- **Problem details**: Retype the full set of data, character for character.

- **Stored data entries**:
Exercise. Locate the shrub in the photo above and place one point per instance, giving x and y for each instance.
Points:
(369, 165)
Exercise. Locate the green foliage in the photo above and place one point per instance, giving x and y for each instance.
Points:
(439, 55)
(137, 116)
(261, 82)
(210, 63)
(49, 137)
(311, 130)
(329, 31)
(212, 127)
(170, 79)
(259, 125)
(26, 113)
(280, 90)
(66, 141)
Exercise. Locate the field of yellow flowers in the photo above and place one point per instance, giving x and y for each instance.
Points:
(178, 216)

- **Output below**:
Exercise. Locate the shrub in the photo above and place one point per instance, giving x and y for each instance.
Points:
(369, 165)
Exercise. Locate the green foliage in the photo above and place one point per instance, giving x and y for each instance.
Points:
(439, 55)
(137, 116)
(261, 82)
(210, 63)
(49, 137)
(311, 130)
(329, 31)
(212, 127)
(170, 79)
(259, 125)
(26, 113)
(280, 90)
(66, 141)
Exercise. Locate the field of yellow flowers in the photo above and place one point per instance, giving x and y for each instance.
Points:
(178, 216)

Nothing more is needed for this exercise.